_Tâche courte_: D'après l'article ci-dessous sur le concert d'Anahera, d'où vient l'aspect plus sombre de la musique du groupe ? Répondez en une à trois phrases.

_Article_:
* * * * * * *

Anahera ouvre le bal, l’occasion idéale pour ce tout jeune groupe formé il y a juste quelques mois et qui n’en est ici qu’à sa deuxième prestation scénique, de se faire découvrir d’un nouveau public. La prestation démarre dans le calme, sous une douce lumière bleue ciel et le chanteur Pierre Seroux assis en tailleur au sol, comme chantant devant un feu de camp… Cette flamme commence par prendre des allures vacillantes, au travers de la fragilité contenue dans la voix de ce dernier, accompagnée de guitares au son cristallin, avant de progressivement gagner en intensité au fil du set. Progressif, tel est d’ailleurs le terme englobant au mieux le rock tel que le joue Anahera, base à laquelle chacun des cinq membres du groupe apporte sa contribution personnelle. L’on retrouve ainsi beaucoup de mélodies et de technique dans les leads que se partagent les deux guitaristes Laurane Vincent et Mateo C, elle, sérieuse et concentrée à gauche, lui, plus relâché à droite, tout comme dans le jeu de basse d’Étienne Rivet ; beaucoup de dynamisme, aussi, au niveau des coups que porte Baptiste Diodati sur les fûts. Facile d’écoute de par ses mélodies, la musique d’Anahera possède également un aspect plus sombre, apporté par un élément post-black qui vient se coupler au rock progressif, véhiculé en partie par des textes qui « parlent d’obscurité », comme le souligne Pierre ; textes au moins pour partie écrits en français et auxquels la voix du frontman donne tout leur sens. Clair la plupart du temps, par moments saturé, ce chant se révèle dans tous les cas très maîtrisé et apporte tout son relief à des morceaux certes peu nombreux, mais assez longs et riches pour tenir un set. « C’est ça de faire du prog, on fait des morceaux de quinze minutes ! » plaisante le chanteur. Autre originalité à souligner ; l’absence apparemment volontaire de synchronisation sur les mesures de l’un des morceaux, déroutante à souhait !

* * * * * * *

(Lignes extraites)
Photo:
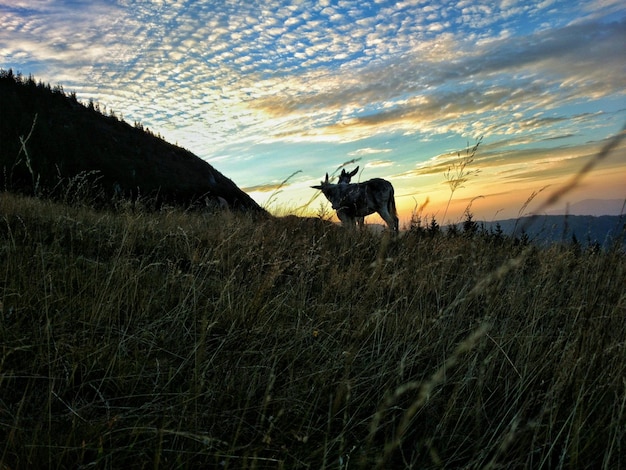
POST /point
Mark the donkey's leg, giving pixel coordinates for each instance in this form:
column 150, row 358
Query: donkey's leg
column 346, row 220
column 388, row 218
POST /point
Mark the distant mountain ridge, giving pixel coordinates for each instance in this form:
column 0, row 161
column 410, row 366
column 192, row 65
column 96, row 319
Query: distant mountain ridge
column 64, row 138
column 595, row 207
column 548, row 229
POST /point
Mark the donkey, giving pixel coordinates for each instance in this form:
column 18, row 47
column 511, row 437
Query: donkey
column 352, row 201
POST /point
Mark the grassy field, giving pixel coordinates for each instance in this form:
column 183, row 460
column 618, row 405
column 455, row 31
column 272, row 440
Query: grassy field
column 182, row 340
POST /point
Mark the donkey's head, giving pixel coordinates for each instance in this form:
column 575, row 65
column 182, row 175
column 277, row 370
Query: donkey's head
column 333, row 192
column 345, row 177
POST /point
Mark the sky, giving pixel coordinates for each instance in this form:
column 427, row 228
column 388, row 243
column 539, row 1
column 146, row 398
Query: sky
column 275, row 94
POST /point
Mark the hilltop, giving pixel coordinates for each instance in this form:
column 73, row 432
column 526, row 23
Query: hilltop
column 65, row 140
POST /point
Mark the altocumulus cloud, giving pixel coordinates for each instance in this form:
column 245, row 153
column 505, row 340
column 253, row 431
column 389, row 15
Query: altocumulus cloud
column 225, row 77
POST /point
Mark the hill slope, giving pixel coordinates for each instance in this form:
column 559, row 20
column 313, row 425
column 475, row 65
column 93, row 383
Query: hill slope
column 69, row 138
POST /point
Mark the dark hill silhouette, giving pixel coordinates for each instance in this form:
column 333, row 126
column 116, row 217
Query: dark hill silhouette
column 70, row 139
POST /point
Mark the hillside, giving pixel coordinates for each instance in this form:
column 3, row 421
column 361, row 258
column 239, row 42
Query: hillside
column 167, row 339
column 70, row 139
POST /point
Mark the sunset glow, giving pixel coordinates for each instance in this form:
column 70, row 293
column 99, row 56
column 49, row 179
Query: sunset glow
column 268, row 90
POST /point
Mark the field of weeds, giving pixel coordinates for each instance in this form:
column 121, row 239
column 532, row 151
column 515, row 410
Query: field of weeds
column 181, row 340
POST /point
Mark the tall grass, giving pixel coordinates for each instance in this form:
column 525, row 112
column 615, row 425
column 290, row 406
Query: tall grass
column 178, row 340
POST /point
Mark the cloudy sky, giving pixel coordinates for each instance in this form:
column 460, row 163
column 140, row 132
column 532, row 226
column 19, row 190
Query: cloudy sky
column 268, row 91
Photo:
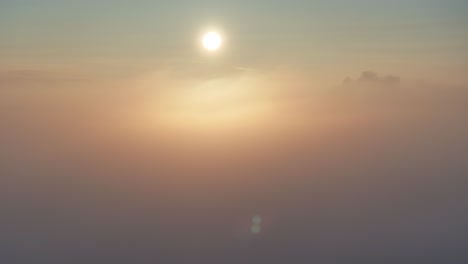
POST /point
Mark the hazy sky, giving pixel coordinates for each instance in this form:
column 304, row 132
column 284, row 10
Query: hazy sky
column 421, row 39
column 341, row 124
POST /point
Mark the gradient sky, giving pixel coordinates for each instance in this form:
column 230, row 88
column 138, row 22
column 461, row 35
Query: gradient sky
column 341, row 124
column 421, row 39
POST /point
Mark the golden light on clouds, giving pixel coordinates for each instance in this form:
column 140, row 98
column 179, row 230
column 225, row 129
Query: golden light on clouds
column 212, row 41
column 228, row 102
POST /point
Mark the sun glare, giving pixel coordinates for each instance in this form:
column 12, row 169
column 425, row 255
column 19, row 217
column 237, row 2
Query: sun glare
column 212, row 41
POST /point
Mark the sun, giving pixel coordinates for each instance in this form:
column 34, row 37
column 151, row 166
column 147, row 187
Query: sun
column 212, row 41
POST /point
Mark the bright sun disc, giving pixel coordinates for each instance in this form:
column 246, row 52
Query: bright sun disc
column 212, row 41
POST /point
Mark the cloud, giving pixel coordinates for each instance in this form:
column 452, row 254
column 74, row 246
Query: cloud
column 380, row 160
column 372, row 77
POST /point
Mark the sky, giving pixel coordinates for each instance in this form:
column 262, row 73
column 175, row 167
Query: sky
column 418, row 39
column 320, row 132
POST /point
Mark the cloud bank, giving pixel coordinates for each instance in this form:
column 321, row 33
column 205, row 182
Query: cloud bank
column 373, row 168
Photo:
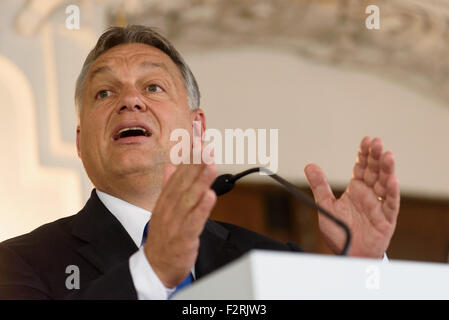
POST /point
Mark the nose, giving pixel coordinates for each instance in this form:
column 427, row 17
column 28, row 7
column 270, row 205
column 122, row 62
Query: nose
column 131, row 101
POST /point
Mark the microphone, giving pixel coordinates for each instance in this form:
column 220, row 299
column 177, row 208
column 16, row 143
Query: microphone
column 226, row 182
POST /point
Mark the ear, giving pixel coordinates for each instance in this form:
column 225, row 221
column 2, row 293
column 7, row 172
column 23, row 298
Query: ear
column 78, row 140
column 198, row 115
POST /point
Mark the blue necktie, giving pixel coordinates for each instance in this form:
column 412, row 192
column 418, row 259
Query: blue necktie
column 186, row 282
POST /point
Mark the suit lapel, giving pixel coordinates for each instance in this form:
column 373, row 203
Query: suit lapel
column 108, row 243
column 215, row 249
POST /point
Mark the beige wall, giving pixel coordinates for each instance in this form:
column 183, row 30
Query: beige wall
column 321, row 111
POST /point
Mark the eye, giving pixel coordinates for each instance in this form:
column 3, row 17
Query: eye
column 154, row 88
column 103, row 94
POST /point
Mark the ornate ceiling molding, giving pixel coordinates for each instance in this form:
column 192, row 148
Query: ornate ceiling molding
column 411, row 45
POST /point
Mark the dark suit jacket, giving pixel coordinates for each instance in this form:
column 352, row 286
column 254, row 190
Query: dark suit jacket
column 33, row 265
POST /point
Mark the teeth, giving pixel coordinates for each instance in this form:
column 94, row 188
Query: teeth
column 132, row 128
column 145, row 132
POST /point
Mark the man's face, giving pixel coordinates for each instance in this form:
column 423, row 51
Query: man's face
column 133, row 98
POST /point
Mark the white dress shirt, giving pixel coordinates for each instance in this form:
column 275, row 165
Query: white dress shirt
column 134, row 219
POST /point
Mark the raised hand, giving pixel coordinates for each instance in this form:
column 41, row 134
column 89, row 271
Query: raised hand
column 369, row 205
column 178, row 219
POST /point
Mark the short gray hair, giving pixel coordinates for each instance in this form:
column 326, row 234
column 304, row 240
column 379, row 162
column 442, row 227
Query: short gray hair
column 115, row 36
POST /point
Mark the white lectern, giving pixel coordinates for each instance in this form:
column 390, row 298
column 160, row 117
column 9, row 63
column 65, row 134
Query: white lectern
column 269, row 275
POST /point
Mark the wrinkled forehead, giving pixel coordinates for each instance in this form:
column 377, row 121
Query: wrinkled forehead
column 134, row 56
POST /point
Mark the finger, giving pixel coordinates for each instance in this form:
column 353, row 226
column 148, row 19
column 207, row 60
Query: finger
column 362, row 159
column 371, row 173
column 197, row 218
column 169, row 169
column 320, row 187
column 181, row 180
column 386, row 170
column 392, row 201
column 193, row 195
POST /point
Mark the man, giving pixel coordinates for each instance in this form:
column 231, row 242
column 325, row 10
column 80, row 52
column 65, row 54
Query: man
column 133, row 91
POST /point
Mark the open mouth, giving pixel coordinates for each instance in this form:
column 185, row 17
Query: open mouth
column 132, row 132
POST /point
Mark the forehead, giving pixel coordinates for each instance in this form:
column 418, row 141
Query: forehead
column 135, row 54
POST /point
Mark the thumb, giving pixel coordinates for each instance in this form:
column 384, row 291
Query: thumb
column 318, row 183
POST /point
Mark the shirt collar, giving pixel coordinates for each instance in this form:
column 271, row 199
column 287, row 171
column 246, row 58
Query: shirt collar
column 132, row 218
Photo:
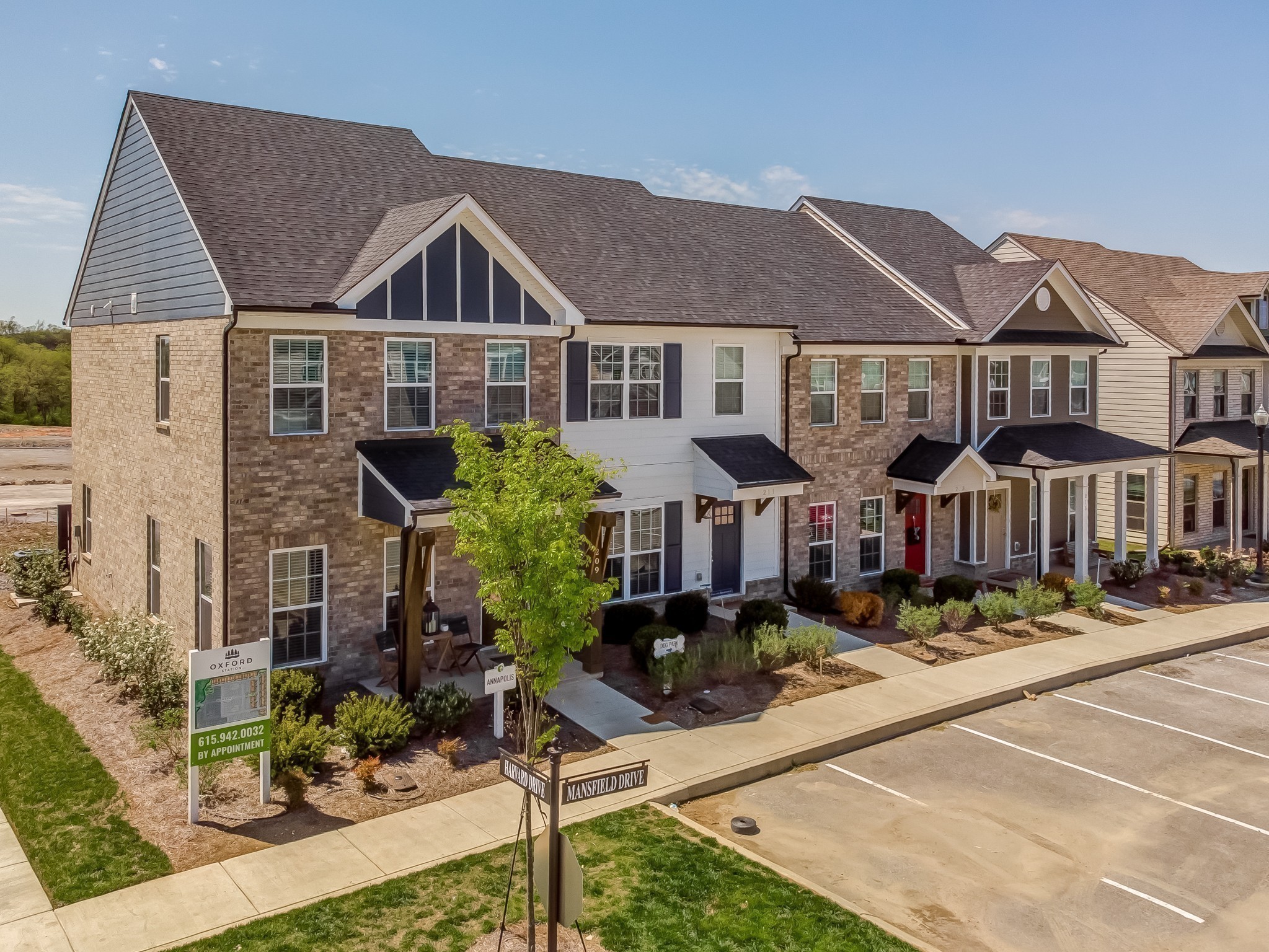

* * * * * * *

_Réponse attendue_: L'aspect plus sombre de la musique d'Anahera vient d'un élément post-black qui se couple au rock progressif. Cet élément est véhiculé en partie par des textes qui « parlent d'obscurité », comme le souligne le chanteur Pierre Seroux.